- _Exercices_:
- 1) Énumérez tous les acteurs dont le texte sur la société du savoir décrit la participation à cette société dans son premier paragraphe.
- 2) Répondez aux questions suivantes d'après le texte sur la société du savoir :
(a) À quelles richesses le savoir scientifique est-il comparé en tant que ressource « concrète » ?
(b) En quels termes le développement des nouvelles idées représente-t-il un bénéfice collectif ?
(c) Où le travail collectif des chercheurs est-il cumulé ?

- _Texte présenté_:
☆ ☆ ☆

La société du savoir est à la fois une forme d’idéal et déjà une réalité bien concrète. Les chercheurs, au premier plan, contribuent activement à produire les connaissances scientifiques qui la fondent. Les citoyens, eux, y participent en incorporant ces savoirs, en les diffusant, en transformant leurs propres pratiques, et en produisant eux-mêmes des savoirs d’expériences. Les gouvernements font la promotion de cette société du savoir, ils en planifient le développement et en vantent les mérites. Pour leur part, les acteurs économiques font ressortir le potentiel de développement associé au savoir, et ce particulièrement dans un contexte de globalisation mondiale. Mais à qui appartient tout ce savoir, et comment se réalise son appropriation?

Le savoir scientifique est une ressource stratégique, très prisée, que l’on tente de s’approprier. A priori, il semble appartenir à tout le monde, particulièrement dans notre nouvelle société branchée où l’accès à l’information est presque universel. Mais concrètement, n’appartient-il pas à celui qui l’utilise – qu’il soit un acteur politique, économique, scientifique ou social – puisqu’il en tire un bénéfice? Dans ce contexte, le savoir scientifique est une ressource, aussi « concrète » que les richesses naturelles ou monétaires, puisqu’il permet d’innover, c’est-à-dire de « fonctionnaliser » de nouvelles idées.  

Pour toute société, dans l’actuelle civilisation mondiale, le développement des nouvelles idées représente un bénéfice collectif en termes d’emplois ou de retombées économiques. Mais le développement de concepts, d’outils ou de produits implique que quelqu’un investisse un supplément de temps et d’argent. C’est ici que l’entreprise s’approprie le savoir pour le développer et le commercialiser.  

Le savoir qu’utilisent les entreprises peut être produit localement, mais le plus souvent, il émerge du travail collectif des chercheurs, cumulé dans les millions de publications techniques et scientifiques. Et si l’utilisateur de nos savoirs provient d’un autre pays, il demeure que la donne est réciproque et que nos entreprises locales utilisent aussi des inventions venues d’ailleurs. Mais pour qu’une société puisse profiter de toutes ces connaissances, elle doit alors se les approprier, puis en faire le développement. Une expertise capable d’en faire une analyse critique doit alors intervenir. Mais on doit aussi retrouver toute une mécanique permettant d’intégrer ces savoirs dans la génération de produits/outils utiles, le tout avec la maîtrise du contexte légal-commercial qui permettra de se rendre à l’exploitation.

☆ ☆ ☆

- _Documents fournis_:
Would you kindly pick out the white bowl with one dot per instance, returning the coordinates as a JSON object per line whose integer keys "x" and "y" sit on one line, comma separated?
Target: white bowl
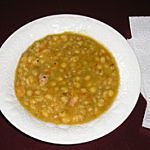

☆ ☆ ☆

- _Corrigé_:
- 1) Les chercheurs, les citoyens, les gouvernements et les acteurs économiques.

- 2)
(a) Aux richesses naturelles ou monétaires.
(b) En termes d'emplois ou de retombées économiques.
(c) Dans les millions de publications techniques et scientifiques.